Though the entries contain pictures, the copy you make should hold only the rest, exactly as written.

##### The data #####

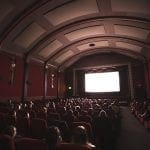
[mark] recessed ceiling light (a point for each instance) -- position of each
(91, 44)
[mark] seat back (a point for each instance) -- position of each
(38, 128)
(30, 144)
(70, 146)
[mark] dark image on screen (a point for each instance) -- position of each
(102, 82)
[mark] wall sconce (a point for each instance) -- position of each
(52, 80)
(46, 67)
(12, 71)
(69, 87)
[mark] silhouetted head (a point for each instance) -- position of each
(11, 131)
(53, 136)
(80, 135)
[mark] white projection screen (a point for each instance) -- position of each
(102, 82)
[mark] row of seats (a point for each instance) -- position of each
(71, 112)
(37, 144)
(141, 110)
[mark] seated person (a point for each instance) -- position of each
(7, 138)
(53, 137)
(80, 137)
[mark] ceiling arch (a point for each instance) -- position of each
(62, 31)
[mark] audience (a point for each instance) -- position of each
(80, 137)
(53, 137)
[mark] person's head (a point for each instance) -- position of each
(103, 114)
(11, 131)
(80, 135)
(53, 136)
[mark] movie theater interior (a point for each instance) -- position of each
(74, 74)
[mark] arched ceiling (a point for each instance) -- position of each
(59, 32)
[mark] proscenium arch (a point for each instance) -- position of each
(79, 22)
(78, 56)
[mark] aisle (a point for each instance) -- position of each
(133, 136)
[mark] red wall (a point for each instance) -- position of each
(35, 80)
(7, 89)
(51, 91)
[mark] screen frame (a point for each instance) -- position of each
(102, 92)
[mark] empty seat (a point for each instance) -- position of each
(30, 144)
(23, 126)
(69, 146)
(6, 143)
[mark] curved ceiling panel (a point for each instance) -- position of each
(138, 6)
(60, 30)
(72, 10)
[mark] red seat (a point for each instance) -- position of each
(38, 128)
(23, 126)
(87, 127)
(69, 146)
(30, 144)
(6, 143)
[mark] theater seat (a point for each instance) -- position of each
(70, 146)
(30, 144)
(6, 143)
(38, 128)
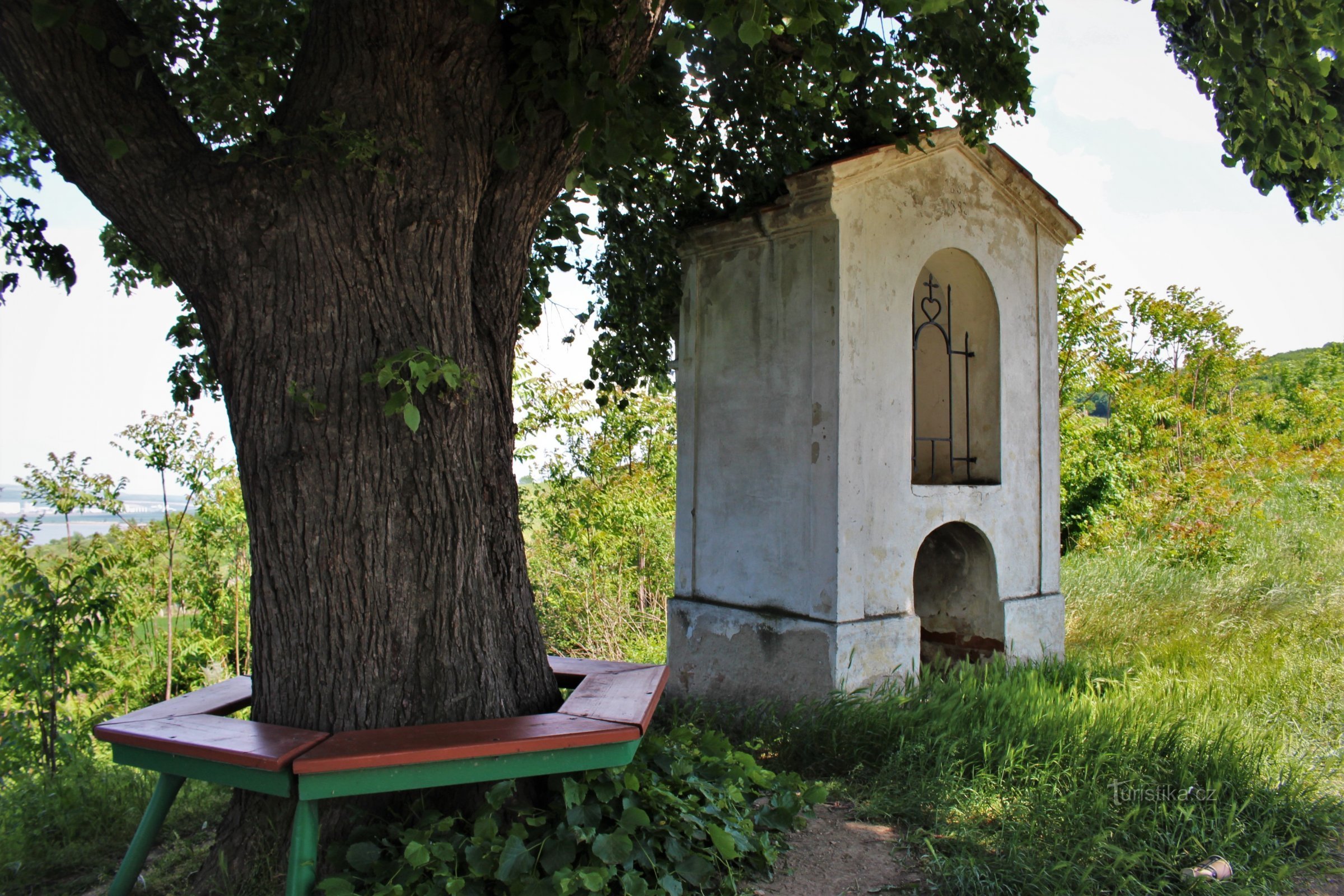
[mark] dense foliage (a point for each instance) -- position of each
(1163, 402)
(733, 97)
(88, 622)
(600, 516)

#####

> _Answer to the exercise_
[mark] recessed ceiling light (a point for each instance) -- position of each
(91, 44)
[mark] seat back (a point for each instance) -- position of each
(38, 128)
(30, 144)
(70, 146)
[mark] dark image on screen (a point for each instance) -- position of each
(102, 82)
[mark] wall sconce (a point for each instance) -- position of each
(52, 80)
(46, 67)
(12, 71)
(69, 87)
[mark] silhouetted head (a point for each instance) -- position of each
(11, 131)
(53, 136)
(80, 135)
[mark] white projection screen (a point for each instance) -- position of each
(102, 82)
[mark] row of seats (a point for each instance) -- position of each
(71, 112)
(37, 144)
(141, 110)
[mark] seated person (a point for each instance) -- position of each
(7, 138)
(53, 137)
(80, 137)
[mark] ceiling arch (a point for each instance) -- position of each
(62, 31)
[mark] audience (a point for each instance) -- position of each
(80, 137)
(53, 137)
[mark] person's head (a point for each instance) -- position of each
(103, 114)
(11, 131)
(80, 135)
(53, 136)
[mark] movie theater interior (a point for each instance) -- position of each
(74, 74)
[mark] arched ceiling (a point for each instance) -- position of each
(59, 32)
[mark] proscenium arch (a point for each instance) -- position of each
(79, 22)
(78, 56)
[mark] aisle (a point for each instance) -- position of each
(133, 136)
[mark] red wall (a point for each instance) -- position of each
(35, 80)
(7, 89)
(51, 91)
[mark] screen frame (a point for each instance) -- position of each
(102, 92)
[mark] empty seat (a point for each instance) -- position of each
(30, 144)
(23, 126)
(69, 146)
(6, 143)
[mark] curved ceiling panel (a point for each instance) -- position of each
(138, 6)
(60, 30)
(72, 10)
[mark] red seat (a point for each instance) -- position of each
(38, 128)
(23, 126)
(87, 127)
(69, 146)
(30, 144)
(6, 143)
[mark] theater seat (a point for each instance) -- position of each
(70, 146)
(30, 144)
(6, 143)
(38, 128)
[mark] dense foliage (a point for each instance) -- position of each
(1163, 402)
(733, 97)
(88, 622)
(600, 516)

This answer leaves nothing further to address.